**YOUR TASK**
How many lines in the records below contain the string "left"? Reply with the number alone.
--*--
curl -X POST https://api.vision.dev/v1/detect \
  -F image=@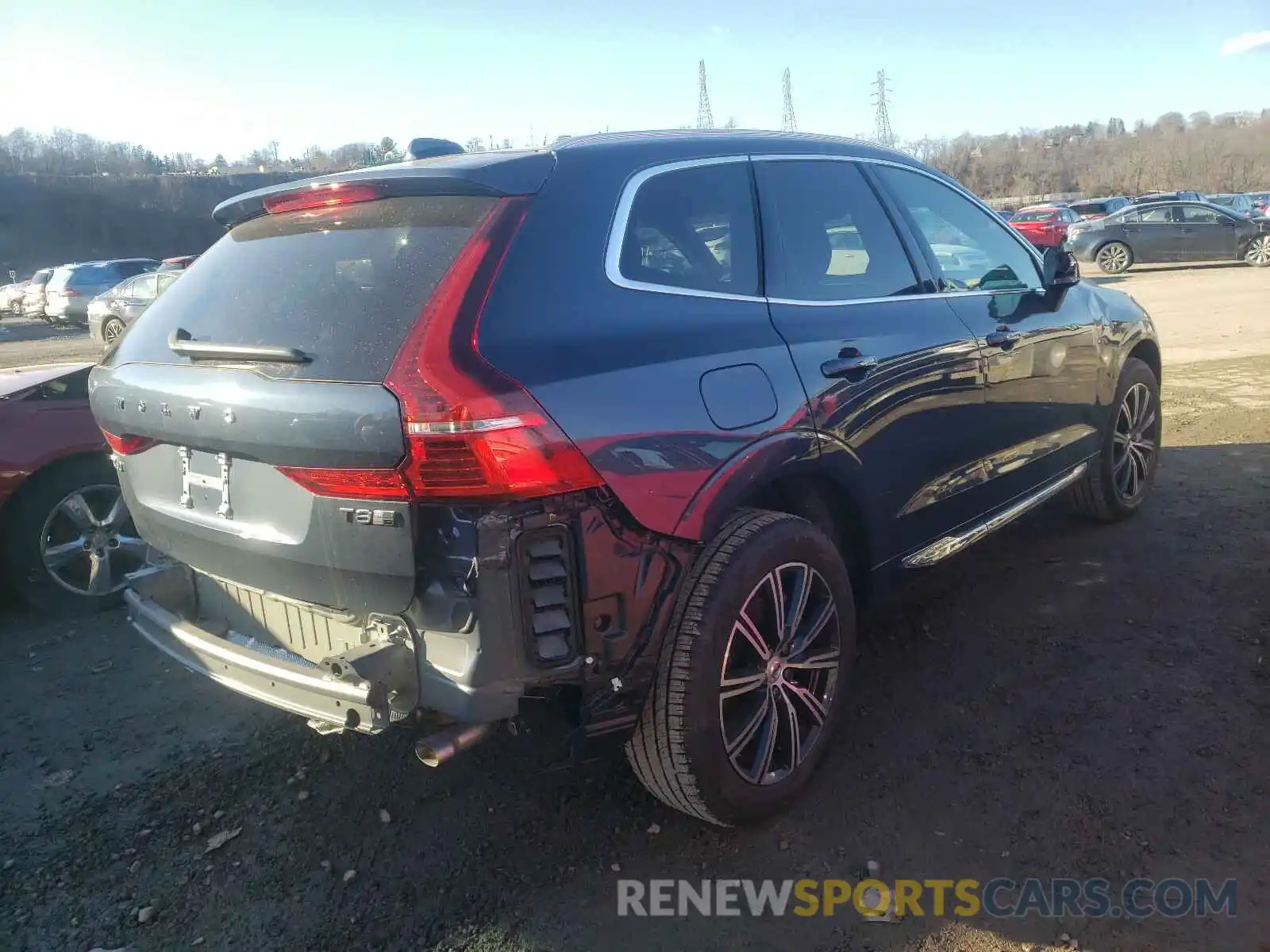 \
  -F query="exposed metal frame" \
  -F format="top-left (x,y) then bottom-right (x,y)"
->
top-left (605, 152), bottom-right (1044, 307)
--*--
**CORRECT RESPONSE**
2